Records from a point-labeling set
::::::::::

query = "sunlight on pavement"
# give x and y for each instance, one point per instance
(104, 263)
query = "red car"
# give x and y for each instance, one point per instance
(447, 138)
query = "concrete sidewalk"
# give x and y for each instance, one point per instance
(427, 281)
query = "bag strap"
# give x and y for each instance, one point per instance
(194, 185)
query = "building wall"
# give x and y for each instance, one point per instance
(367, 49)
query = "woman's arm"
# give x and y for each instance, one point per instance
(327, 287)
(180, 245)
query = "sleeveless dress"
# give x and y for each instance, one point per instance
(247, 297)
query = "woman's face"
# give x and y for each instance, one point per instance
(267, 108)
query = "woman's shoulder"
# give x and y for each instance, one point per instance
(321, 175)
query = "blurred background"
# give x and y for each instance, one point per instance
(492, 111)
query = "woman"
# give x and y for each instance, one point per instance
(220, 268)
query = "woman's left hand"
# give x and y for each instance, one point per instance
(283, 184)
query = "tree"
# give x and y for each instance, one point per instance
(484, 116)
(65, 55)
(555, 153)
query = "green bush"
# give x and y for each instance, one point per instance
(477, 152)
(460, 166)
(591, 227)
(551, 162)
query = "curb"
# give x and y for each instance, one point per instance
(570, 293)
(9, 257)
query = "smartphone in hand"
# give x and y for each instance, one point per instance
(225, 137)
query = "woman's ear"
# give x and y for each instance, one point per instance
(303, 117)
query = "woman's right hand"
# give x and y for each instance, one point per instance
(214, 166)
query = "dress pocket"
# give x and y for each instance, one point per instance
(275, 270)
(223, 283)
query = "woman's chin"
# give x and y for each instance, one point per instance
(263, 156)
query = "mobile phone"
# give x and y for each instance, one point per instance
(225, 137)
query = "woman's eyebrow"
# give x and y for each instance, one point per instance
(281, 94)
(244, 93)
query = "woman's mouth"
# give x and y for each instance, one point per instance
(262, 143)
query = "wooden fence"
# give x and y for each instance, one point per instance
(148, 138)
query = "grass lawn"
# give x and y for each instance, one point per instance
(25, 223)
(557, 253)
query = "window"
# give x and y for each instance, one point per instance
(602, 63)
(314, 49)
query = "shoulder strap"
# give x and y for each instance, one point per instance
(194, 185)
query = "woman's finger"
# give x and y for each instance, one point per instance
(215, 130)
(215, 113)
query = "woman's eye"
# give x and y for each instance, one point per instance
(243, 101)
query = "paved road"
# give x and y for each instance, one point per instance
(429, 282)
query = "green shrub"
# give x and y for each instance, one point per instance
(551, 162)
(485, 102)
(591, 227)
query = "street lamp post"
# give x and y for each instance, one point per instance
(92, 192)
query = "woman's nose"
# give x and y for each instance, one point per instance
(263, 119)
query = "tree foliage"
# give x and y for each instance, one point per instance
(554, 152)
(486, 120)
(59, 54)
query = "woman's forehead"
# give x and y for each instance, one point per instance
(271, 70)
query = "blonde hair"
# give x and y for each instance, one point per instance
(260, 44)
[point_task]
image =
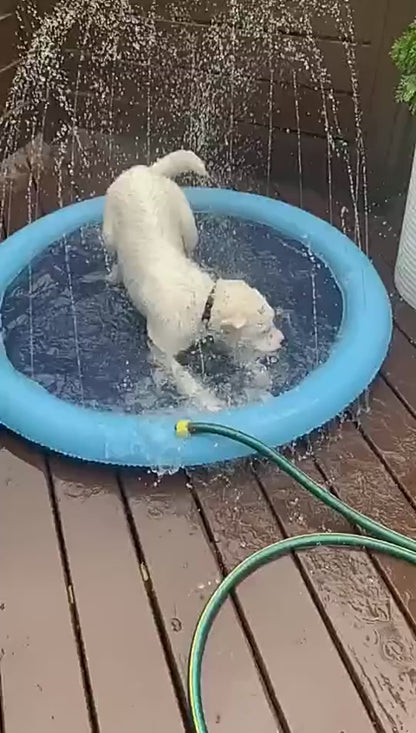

::::::::::

> Objective
List each line of the records above that contains the string "strap". Matches are case-sensitive.

> Result
query = "bag strap"
query = "shoulder strap"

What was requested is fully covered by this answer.